## Problem details
List every line of the entries below that contains the word "yellow", copying each one in full.

## Items
========================================================================
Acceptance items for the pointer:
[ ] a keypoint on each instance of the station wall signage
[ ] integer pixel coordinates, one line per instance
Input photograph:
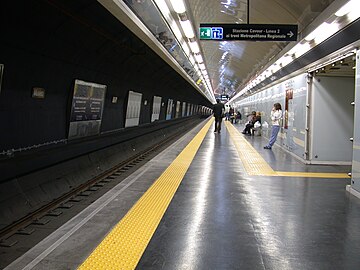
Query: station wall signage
(249, 32)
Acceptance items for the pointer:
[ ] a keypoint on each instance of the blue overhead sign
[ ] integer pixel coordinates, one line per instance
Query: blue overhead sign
(250, 32)
(211, 33)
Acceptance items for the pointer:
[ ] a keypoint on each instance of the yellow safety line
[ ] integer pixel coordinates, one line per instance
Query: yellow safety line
(254, 163)
(123, 247)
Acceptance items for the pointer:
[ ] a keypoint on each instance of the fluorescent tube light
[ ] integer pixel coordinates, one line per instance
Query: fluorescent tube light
(345, 9)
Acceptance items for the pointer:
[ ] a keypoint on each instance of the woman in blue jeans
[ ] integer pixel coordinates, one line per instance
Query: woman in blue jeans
(276, 115)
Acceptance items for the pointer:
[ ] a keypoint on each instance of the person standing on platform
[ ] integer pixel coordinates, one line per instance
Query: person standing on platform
(276, 115)
(218, 111)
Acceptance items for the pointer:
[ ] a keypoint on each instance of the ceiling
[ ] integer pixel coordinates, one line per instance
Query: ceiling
(230, 64)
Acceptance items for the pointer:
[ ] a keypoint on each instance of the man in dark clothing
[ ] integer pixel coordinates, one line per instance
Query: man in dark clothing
(218, 114)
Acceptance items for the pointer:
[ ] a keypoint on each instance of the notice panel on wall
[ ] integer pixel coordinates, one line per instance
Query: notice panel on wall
(86, 109)
(177, 115)
(156, 108)
(183, 109)
(169, 109)
(133, 109)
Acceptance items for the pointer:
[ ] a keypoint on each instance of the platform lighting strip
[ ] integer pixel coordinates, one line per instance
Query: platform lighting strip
(186, 46)
(351, 9)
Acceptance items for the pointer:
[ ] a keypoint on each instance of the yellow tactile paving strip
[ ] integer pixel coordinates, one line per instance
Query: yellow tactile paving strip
(123, 247)
(254, 164)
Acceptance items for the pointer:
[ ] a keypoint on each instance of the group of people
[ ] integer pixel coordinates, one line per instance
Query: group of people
(276, 115)
(252, 119)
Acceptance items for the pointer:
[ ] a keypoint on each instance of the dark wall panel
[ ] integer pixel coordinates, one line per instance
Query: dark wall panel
(49, 44)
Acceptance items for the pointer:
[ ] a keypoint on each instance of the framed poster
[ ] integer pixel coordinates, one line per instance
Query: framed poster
(133, 109)
(156, 108)
(177, 114)
(183, 109)
(169, 109)
(86, 109)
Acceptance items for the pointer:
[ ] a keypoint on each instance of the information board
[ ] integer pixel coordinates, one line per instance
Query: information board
(86, 109)
(133, 109)
(249, 32)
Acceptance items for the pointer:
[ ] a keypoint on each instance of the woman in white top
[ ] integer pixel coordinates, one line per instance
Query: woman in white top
(276, 115)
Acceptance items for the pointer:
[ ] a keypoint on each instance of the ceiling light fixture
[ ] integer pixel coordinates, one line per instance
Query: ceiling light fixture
(178, 6)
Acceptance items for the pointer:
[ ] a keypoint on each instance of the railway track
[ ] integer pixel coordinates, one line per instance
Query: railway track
(69, 198)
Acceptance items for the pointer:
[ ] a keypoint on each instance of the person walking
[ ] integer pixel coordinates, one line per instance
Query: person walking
(218, 111)
(276, 115)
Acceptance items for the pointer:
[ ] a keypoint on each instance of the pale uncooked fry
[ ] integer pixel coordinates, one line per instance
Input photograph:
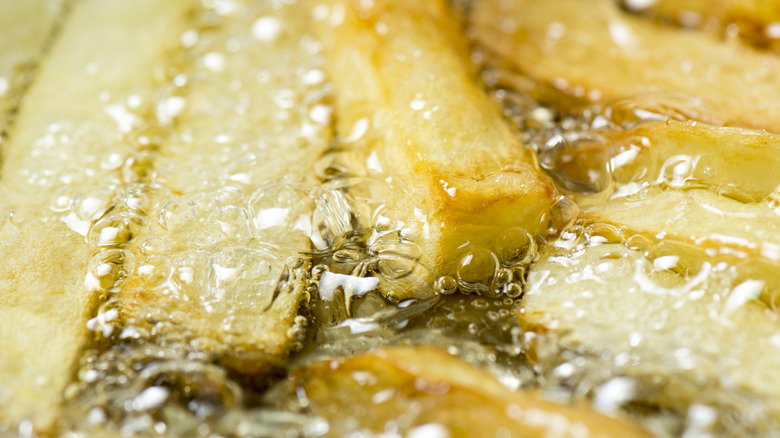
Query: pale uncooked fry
========================================================================
## Complete response
[ ] a keypoint on each instance of the yellow safety line
Query: yellow safety line
[ ] a keypoint on each instance of the yellow tactile paving strip
Query: yellow tactile paving strip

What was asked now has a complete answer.